[Start of Attachment]
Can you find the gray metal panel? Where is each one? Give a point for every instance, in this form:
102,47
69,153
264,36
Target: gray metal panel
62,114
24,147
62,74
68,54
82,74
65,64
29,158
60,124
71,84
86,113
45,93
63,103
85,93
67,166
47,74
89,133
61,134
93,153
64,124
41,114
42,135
[End of Attachment]
> [WORK REQUIRED]:
Copy every line above without altering a word.

> [TASK RESULT]:
Can you find the gray metal panel? Where is each one? Give a point for every instance, in this form:
102,47
69,153
264,36
Target: gray metal panel
62,114
24,147
62,74
68,54
82,74
65,64
29,158
60,124
71,84
86,113
45,93
63,103
85,93
67,166
47,74
89,133
61,134
93,153
64,124
41,114
42,135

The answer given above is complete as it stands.